(Stored data entries)
§ §

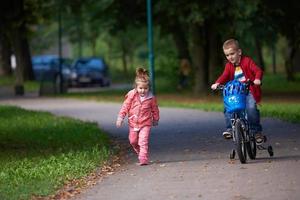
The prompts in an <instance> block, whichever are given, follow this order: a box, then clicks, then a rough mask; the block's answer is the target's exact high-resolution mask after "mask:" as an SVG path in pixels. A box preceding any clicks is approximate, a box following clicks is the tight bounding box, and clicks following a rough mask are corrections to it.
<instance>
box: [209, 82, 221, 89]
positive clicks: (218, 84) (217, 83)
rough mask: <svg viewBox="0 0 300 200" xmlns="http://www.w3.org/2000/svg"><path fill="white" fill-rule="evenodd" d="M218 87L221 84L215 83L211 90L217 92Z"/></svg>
mask: <svg viewBox="0 0 300 200" xmlns="http://www.w3.org/2000/svg"><path fill="white" fill-rule="evenodd" d="M218 85H220V83H214V84H212V85H211V86H210V88H211V89H212V90H215V89H217V87H218Z"/></svg>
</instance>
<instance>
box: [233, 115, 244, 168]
mask: <svg viewBox="0 0 300 200" xmlns="http://www.w3.org/2000/svg"><path fill="white" fill-rule="evenodd" d="M233 134H234V136H235V146H236V151H237V154H238V156H239V159H240V162H241V163H242V164H244V163H246V160H247V152H246V142H245V138H244V134H243V128H242V122H241V121H240V119H237V120H236V122H235V126H234V130H233Z"/></svg>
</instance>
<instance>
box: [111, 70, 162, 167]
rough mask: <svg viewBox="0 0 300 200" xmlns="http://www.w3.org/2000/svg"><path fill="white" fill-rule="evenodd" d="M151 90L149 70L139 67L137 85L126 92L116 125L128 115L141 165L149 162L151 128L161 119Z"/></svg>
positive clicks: (138, 156)
mask: <svg viewBox="0 0 300 200" xmlns="http://www.w3.org/2000/svg"><path fill="white" fill-rule="evenodd" d="M149 90H150V80H149V75H148V71H147V70H146V69H144V68H137V69H136V77H135V87H134V89H132V90H130V91H129V92H128V93H127V94H126V96H125V101H124V103H123V105H122V108H121V110H120V112H119V116H118V119H117V121H116V126H117V127H118V128H119V127H120V126H121V125H122V124H123V121H124V118H125V117H126V115H128V125H129V142H130V144H131V146H132V147H133V149H134V151H135V152H136V153H137V155H138V159H139V164H140V165H147V164H148V163H149V148H148V143H149V135H150V130H151V126H152V125H153V126H157V125H158V121H159V109H158V105H157V101H156V98H155V97H154V96H153V94H152V93H151V92H150V91H149Z"/></svg>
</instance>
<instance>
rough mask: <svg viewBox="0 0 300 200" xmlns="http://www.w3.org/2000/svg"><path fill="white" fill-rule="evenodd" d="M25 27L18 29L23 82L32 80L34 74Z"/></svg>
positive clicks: (33, 76) (20, 27)
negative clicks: (21, 63)
mask: <svg viewBox="0 0 300 200" xmlns="http://www.w3.org/2000/svg"><path fill="white" fill-rule="evenodd" d="M26 32H27V31H26V30H25V26H24V25H21V26H20V27H19V33H20V43H21V44H20V45H21V58H20V59H21V63H22V65H23V78H24V80H34V73H33V69H32V63H31V53H30V48H29V44H28V39H27V35H26Z"/></svg>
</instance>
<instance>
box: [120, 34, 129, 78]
mask: <svg viewBox="0 0 300 200" xmlns="http://www.w3.org/2000/svg"><path fill="white" fill-rule="evenodd" d="M125 43H126V42H125V41H124V40H123V39H121V49H122V64H123V71H124V74H125V76H126V77H127V75H128V69H127V53H126V44H125Z"/></svg>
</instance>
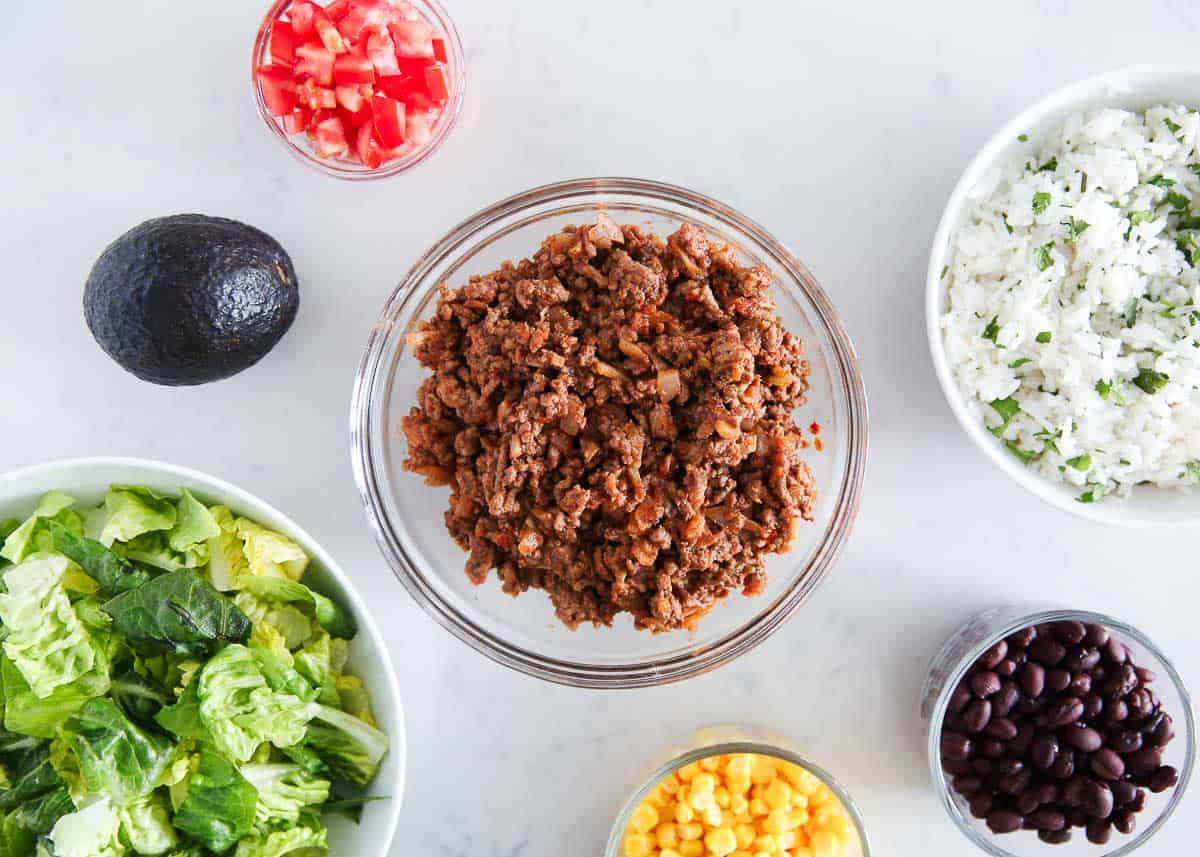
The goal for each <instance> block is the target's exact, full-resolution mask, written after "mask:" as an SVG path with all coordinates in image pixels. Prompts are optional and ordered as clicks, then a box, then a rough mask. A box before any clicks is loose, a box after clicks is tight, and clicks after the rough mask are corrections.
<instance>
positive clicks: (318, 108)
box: [296, 78, 337, 110]
mask: <svg viewBox="0 0 1200 857" xmlns="http://www.w3.org/2000/svg"><path fill="white" fill-rule="evenodd" d="M296 95H298V96H299V100H300V103H301V104H304V106H305V107H307V108H308V109H311V110H320V109H332V108H334V107H337V94H336V92H334V90H331V89H329V88H326V86H318V85H317V83H316V80H313V79H312V78H308V79H306V80H305V82H304V83H301V84H300V85H299V88H298V89H296Z"/></svg>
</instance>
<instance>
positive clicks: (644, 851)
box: [625, 833, 654, 857]
mask: <svg viewBox="0 0 1200 857" xmlns="http://www.w3.org/2000/svg"><path fill="white" fill-rule="evenodd" d="M653 851H654V844H653V843H650V838H649V837H647V835H643V834H641V833H631V834H630V835H628V837H625V857H649V855H650V853H652V852H653Z"/></svg>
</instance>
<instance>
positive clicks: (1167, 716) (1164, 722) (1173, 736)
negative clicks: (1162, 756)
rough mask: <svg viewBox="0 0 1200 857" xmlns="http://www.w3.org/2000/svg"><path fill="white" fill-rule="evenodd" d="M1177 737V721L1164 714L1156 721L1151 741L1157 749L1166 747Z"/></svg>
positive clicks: (1169, 715)
mask: <svg viewBox="0 0 1200 857" xmlns="http://www.w3.org/2000/svg"><path fill="white" fill-rule="evenodd" d="M1174 737H1175V720H1172V719H1171V715H1170V714H1166V713H1162V714H1159V715H1158V717H1157V718H1156V719H1154V727H1153V729H1152V730H1151V732H1150V739H1151V742H1153V744H1154V745H1156V747H1166V745H1168V744H1169V743H1171V739H1172V738H1174Z"/></svg>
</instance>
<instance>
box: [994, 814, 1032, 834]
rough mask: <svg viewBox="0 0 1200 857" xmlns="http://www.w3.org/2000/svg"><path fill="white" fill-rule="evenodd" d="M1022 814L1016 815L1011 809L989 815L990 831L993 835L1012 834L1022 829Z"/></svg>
mask: <svg viewBox="0 0 1200 857" xmlns="http://www.w3.org/2000/svg"><path fill="white" fill-rule="evenodd" d="M1022 821H1024V819H1021V814H1020V813H1014V811H1013V810H1010V809H995V810H992V811H991V813H988V829H989V831H991V832H992V833H1012V832H1013V831H1019V829H1021V822H1022Z"/></svg>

§ §

**The task:** Because pictures are not wanted, give every entry above again exactly without them.

**Expected output:**
The prompts in an <instance> block, whichever are given, follow this order: a box, then clicks, then a rough mask; the block's answer is the target's exact high-resolution mask after "mask:" as an SVG path in pixels. A box preceding any clicks is approximate, a box following clicks is the tight bounding box, and clicks following a rough mask are corrections to it.
<instance>
box: [209, 82, 221, 89]
positive clicks: (218, 84) (217, 83)
rough mask: <svg viewBox="0 0 300 200" xmlns="http://www.w3.org/2000/svg"><path fill="white" fill-rule="evenodd" d="M218 87L221 84L215 83L211 90L217 92Z"/></svg>
mask: <svg viewBox="0 0 300 200" xmlns="http://www.w3.org/2000/svg"><path fill="white" fill-rule="evenodd" d="M218 85H220V83H214V84H212V85H211V86H210V88H211V89H212V90H215V89H217V87H218Z"/></svg>
</instance>
<instance>
box: [233, 115, 244, 168]
mask: <svg viewBox="0 0 300 200" xmlns="http://www.w3.org/2000/svg"><path fill="white" fill-rule="evenodd" d="M233 134H234V136H235V146H236V151H237V154H238V156H239V159H240V162H241V163H242V164H244V163H246V160H247V152H246V142H245V138H244V134H243V128H242V122H241V121H240V119H237V120H236V122H235V126H234V130H233Z"/></svg>
</instance>
<instance>
box: [111, 70, 162, 167]
rough mask: <svg viewBox="0 0 300 200" xmlns="http://www.w3.org/2000/svg"><path fill="white" fill-rule="evenodd" d="M151 90L149 70L139 67L137 85L126 92L116 125L128 115L141 165L149 162L151 128L161 119Z"/></svg>
positive clicks: (138, 156)
mask: <svg viewBox="0 0 300 200" xmlns="http://www.w3.org/2000/svg"><path fill="white" fill-rule="evenodd" d="M149 90H150V80H149V75H148V71H147V70H146V69H144V68H137V69H136V77H135V87H134V89H132V90H130V91H129V92H128V93H127V94H126V96H125V101H124V103H123V105H122V108H121V110H120V112H119V116H118V119H117V121H116V126H117V127H118V128H119V127H120V126H121V125H122V124H123V121H124V118H125V117H126V115H128V125H129V142H130V144H131V146H132V147H133V149H134V151H135V152H136V153H137V155H138V159H139V164H140V165H147V164H148V163H149V148H148V143H149V135H150V130H151V126H152V125H153V126H157V125H158V121H159V109H158V105H157V101H156V98H155V97H154V96H153V94H152V93H151V92H150V91H149Z"/></svg>
</instance>
<instance>
rough mask: <svg viewBox="0 0 300 200" xmlns="http://www.w3.org/2000/svg"><path fill="white" fill-rule="evenodd" d="M25 27L18 29L23 82L32 80L34 74Z"/></svg>
positive clicks: (33, 76) (20, 27)
negative clicks: (21, 63)
mask: <svg viewBox="0 0 300 200" xmlns="http://www.w3.org/2000/svg"><path fill="white" fill-rule="evenodd" d="M26 32H27V31H26V30H25V26H24V25H21V26H20V27H19V33H20V43H21V44H20V45H21V58H20V59H21V63H22V65H23V78H24V80H34V73H33V69H32V63H31V53H30V48H29V44H28V39H27V35H26Z"/></svg>
</instance>
<instance>
box: [120, 34, 129, 78]
mask: <svg viewBox="0 0 300 200" xmlns="http://www.w3.org/2000/svg"><path fill="white" fill-rule="evenodd" d="M125 43H126V42H125V41H124V40H123V39H121V49H122V64H123V71H124V74H125V76H126V77H127V75H128V69H127V53H126V44H125Z"/></svg>
</instance>
The goal for each <instance> block is the target's exact, full-resolution mask, written after "mask:" as an SVG path with all coordinates in image pixels. Prompts are optional and ordered as clicks, then a box, then a rough mask. A box before any clicks is loose, a box after clicks is tight, and clicks after the rough mask are corrections.
<instance>
positive clicks: (318, 108)
box: [296, 78, 337, 110]
mask: <svg viewBox="0 0 1200 857" xmlns="http://www.w3.org/2000/svg"><path fill="white" fill-rule="evenodd" d="M296 95H298V96H299V100H300V103H301V104H304V106H305V107H307V108H308V109H311V110H320V109H332V108H334V107H337V94H336V92H334V90H331V89H329V88H326V86H318V85H317V83H316V80H313V79H312V78H308V79H306V80H305V82H304V83H301V84H300V85H299V88H298V89H296Z"/></svg>
</instance>
<instance>
positive clicks: (644, 851)
box: [625, 833, 654, 857]
mask: <svg viewBox="0 0 1200 857" xmlns="http://www.w3.org/2000/svg"><path fill="white" fill-rule="evenodd" d="M653 851H654V844H653V843H650V838H649V837H647V835H643V834H641V833H631V834H630V835H628V837H625V857H649V855H650V853H652V852H653Z"/></svg>
</instance>
<instance>
positive clicks: (1167, 716) (1164, 722) (1173, 736)
negative clicks: (1162, 756)
rough mask: <svg viewBox="0 0 1200 857" xmlns="http://www.w3.org/2000/svg"><path fill="white" fill-rule="evenodd" d="M1177 737V721L1164 714L1156 721L1151 741L1157 749L1166 747Z"/></svg>
positive clicks: (1169, 715)
mask: <svg viewBox="0 0 1200 857" xmlns="http://www.w3.org/2000/svg"><path fill="white" fill-rule="evenodd" d="M1174 737H1175V720H1172V719H1171V715H1170V714H1166V713H1162V714H1159V715H1158V717H1157V718H1156V719H1154V727H1153V729H1152V730H1151V732H1150V739H1151V742H1153V744H1154V745H1156V747H1166V745H1168V744H1169V743H1171V739H1172V738H1174Z"/></svg>
</instance>
<instance>
box: [994, 814, 1032, 834]
rough mask: <svg viewBox="0 0 1200 857" xmlns="http://www.w3.org/2000/svg"><path fill="white" fill-rule="evenodd" d="M1022 814L1016 815L1011 809L989 815L990 831L993 835L1012 834L1022 829Z"/></svg>
mask: <svg viewBox="0 0 1200 857" xmlns="http://www.w3.org/2000/svg"><path fill="white" fill-rule="evenodd" d="M1022 821H1024V819H1021V814H1020V813H1014V811H1013V810H1010V809H995V810H992V811H991V813H988V829H989V831H991V832H992V833H1012V832H1013V831H1019V829H1021V822H1022Z"/></svg>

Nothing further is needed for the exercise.